• _WHAT IS BEING ASKED_: Find each line below that contains the word "buckle", and copy those lines out in full.

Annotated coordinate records
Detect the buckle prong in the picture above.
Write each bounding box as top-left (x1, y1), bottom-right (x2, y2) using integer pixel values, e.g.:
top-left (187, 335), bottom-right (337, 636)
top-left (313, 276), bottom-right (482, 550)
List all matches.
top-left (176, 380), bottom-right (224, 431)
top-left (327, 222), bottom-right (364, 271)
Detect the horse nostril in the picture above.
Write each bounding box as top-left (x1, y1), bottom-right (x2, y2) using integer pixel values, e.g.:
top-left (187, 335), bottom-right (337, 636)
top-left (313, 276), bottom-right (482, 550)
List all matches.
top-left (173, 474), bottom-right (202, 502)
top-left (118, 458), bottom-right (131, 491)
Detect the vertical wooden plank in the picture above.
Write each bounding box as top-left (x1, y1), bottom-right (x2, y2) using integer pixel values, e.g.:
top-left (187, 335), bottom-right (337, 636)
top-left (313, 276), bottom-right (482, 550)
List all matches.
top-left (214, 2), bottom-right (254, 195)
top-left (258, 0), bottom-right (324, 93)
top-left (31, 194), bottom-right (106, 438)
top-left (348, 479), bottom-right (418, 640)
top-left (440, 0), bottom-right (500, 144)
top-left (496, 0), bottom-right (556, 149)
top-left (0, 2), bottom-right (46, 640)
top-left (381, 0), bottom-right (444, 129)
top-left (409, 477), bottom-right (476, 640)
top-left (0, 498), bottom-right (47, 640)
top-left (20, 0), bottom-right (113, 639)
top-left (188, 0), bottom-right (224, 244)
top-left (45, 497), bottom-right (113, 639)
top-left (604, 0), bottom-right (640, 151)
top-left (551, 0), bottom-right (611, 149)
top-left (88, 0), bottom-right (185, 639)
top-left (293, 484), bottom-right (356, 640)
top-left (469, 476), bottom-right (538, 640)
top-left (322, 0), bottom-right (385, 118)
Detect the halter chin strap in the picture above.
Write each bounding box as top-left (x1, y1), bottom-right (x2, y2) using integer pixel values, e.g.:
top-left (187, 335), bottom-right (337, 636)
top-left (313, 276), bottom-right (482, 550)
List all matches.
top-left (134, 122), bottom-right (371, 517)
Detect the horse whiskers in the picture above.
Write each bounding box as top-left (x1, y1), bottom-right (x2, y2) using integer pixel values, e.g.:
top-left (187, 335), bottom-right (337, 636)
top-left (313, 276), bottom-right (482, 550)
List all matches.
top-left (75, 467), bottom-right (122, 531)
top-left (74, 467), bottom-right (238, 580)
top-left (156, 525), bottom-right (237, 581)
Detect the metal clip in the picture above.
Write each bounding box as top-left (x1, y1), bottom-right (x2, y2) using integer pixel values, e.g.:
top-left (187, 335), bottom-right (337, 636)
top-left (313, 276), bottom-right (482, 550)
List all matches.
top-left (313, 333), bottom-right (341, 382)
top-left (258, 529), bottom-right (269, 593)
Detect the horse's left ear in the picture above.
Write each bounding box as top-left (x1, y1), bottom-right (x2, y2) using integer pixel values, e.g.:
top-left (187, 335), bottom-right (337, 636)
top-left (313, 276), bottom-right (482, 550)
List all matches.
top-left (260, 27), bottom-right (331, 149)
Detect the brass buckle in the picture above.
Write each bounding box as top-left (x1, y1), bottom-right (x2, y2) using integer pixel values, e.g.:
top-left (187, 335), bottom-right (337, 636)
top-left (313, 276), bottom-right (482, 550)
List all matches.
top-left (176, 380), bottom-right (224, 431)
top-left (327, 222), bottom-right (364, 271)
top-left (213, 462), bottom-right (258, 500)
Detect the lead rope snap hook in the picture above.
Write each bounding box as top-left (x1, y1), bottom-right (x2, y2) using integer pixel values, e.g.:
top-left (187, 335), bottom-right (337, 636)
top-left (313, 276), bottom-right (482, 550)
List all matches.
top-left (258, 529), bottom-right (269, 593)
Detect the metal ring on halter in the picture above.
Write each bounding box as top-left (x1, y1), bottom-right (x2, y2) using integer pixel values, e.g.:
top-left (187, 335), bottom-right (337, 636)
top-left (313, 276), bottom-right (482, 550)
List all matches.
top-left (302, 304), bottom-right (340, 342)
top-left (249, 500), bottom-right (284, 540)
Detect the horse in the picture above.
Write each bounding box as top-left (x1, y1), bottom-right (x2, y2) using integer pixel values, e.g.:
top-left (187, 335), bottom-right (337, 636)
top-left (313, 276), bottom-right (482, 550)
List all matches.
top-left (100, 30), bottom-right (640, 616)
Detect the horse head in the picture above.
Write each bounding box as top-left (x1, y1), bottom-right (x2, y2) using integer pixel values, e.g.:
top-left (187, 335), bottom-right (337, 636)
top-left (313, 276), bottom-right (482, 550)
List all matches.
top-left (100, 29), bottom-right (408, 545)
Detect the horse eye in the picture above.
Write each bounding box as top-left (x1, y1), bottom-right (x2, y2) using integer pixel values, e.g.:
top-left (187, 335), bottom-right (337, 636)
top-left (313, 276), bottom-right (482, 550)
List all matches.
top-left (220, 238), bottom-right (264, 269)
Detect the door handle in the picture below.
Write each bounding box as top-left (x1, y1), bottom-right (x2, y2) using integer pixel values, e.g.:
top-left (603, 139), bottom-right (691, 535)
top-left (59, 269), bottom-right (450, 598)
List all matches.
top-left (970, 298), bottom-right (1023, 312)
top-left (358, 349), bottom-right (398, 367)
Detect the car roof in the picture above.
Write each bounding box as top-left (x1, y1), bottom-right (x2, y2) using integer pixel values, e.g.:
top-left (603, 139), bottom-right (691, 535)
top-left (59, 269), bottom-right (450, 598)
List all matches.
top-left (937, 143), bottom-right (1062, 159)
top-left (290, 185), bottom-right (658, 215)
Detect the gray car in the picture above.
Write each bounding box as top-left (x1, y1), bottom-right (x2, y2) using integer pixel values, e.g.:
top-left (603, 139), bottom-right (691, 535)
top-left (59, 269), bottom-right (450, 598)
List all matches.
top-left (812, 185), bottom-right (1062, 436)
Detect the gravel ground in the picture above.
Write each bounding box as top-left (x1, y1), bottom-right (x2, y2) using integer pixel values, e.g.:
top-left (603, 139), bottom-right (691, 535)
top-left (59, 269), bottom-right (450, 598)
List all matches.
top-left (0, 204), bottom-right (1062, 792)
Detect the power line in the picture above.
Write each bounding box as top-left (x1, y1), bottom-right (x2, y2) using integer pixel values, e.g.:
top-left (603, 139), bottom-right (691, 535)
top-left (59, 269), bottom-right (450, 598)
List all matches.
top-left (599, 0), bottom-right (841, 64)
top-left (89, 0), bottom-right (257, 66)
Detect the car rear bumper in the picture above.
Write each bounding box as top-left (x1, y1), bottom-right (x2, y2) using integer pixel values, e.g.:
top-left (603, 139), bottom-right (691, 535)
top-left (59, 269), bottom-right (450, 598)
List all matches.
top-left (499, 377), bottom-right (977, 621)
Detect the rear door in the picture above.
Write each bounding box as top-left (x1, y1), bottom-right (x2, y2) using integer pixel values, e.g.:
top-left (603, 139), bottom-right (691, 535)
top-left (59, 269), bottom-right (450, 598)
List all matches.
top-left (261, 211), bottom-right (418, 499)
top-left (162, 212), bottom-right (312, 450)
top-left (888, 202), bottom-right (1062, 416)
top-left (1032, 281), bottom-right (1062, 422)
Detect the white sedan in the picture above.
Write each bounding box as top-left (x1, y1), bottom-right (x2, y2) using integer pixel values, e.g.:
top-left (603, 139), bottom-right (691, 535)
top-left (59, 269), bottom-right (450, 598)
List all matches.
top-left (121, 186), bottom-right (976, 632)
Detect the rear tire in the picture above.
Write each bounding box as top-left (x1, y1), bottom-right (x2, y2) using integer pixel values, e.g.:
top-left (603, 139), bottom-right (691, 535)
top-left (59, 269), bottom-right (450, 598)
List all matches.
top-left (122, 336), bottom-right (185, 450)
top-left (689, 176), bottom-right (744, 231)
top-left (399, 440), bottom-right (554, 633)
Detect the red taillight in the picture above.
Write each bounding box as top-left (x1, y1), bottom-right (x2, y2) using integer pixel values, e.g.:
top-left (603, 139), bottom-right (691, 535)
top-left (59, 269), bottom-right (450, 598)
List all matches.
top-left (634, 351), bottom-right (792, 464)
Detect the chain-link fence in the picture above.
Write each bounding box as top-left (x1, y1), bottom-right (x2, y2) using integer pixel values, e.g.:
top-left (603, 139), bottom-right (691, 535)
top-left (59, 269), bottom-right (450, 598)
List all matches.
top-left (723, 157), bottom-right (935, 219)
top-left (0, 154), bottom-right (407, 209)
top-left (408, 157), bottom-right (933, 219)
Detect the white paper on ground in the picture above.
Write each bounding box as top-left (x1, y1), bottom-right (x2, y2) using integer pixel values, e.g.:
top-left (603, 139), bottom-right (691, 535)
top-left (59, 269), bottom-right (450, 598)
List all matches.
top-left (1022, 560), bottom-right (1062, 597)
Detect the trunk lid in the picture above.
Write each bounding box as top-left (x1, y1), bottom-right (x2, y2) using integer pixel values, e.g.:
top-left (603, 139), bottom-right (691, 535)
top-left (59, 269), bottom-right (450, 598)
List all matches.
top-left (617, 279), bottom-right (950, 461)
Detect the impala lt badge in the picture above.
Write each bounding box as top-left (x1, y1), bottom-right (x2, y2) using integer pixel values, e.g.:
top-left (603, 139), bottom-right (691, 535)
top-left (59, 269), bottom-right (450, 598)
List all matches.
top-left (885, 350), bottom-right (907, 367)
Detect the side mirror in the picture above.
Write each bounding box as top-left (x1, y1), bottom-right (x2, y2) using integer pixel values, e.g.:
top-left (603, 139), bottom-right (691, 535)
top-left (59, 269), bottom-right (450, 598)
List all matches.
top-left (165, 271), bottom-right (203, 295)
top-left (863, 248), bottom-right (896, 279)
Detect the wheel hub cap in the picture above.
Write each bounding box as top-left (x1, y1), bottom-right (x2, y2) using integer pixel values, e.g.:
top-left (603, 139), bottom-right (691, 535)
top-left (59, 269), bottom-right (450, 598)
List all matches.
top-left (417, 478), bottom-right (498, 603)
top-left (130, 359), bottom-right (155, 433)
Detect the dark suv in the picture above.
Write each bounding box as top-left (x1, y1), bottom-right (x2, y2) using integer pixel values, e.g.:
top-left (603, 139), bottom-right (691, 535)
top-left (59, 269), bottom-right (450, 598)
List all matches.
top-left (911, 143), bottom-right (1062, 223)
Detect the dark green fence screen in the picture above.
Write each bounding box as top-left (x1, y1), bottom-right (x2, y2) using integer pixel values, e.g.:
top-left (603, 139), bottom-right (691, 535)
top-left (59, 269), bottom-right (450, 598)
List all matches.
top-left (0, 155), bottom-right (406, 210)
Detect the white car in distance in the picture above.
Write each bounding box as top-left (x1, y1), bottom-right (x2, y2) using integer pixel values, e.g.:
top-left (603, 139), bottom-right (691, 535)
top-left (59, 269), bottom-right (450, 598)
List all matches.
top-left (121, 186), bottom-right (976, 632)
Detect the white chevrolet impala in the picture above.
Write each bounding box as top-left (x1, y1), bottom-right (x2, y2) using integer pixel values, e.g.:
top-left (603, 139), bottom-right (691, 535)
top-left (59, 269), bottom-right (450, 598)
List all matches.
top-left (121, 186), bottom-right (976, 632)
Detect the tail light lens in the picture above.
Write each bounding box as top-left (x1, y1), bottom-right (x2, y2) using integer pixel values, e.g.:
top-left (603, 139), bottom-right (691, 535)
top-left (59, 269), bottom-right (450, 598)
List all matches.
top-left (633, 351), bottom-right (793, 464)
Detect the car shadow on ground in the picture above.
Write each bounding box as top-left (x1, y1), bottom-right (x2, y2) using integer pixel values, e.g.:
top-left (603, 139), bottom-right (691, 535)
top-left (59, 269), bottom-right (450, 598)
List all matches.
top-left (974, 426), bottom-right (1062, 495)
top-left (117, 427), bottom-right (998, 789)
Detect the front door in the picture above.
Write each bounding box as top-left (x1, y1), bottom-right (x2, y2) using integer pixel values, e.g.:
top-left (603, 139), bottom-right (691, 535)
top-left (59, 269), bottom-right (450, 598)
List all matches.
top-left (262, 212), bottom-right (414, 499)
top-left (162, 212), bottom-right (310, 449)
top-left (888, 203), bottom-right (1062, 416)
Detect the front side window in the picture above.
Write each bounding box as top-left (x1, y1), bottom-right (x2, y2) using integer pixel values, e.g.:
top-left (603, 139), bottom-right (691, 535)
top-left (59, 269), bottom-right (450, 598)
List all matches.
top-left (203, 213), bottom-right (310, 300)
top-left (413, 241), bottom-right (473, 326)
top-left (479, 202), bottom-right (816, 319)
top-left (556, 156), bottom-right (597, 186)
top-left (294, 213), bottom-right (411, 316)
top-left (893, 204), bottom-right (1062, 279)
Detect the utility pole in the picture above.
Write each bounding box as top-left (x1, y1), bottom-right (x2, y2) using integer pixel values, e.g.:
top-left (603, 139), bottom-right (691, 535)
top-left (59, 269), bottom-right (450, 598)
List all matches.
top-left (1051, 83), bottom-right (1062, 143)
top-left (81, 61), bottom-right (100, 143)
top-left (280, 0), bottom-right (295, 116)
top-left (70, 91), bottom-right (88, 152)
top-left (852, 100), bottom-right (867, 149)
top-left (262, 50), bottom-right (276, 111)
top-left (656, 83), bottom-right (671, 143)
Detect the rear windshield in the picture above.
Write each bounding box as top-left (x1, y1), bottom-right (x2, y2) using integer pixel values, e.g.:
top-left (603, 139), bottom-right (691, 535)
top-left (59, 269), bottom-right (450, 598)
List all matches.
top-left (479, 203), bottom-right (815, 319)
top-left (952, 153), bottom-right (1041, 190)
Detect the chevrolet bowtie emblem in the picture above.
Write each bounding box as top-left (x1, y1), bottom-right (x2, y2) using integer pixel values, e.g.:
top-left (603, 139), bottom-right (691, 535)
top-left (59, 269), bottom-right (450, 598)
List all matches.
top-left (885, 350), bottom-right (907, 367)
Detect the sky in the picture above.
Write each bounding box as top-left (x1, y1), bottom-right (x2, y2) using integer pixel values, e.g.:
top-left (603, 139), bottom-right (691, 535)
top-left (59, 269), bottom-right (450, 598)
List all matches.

• _OUTPUT FOR THIS TASK_:
Detect the buckle prong in the picture above.
Detect the brass buckle in the picture above.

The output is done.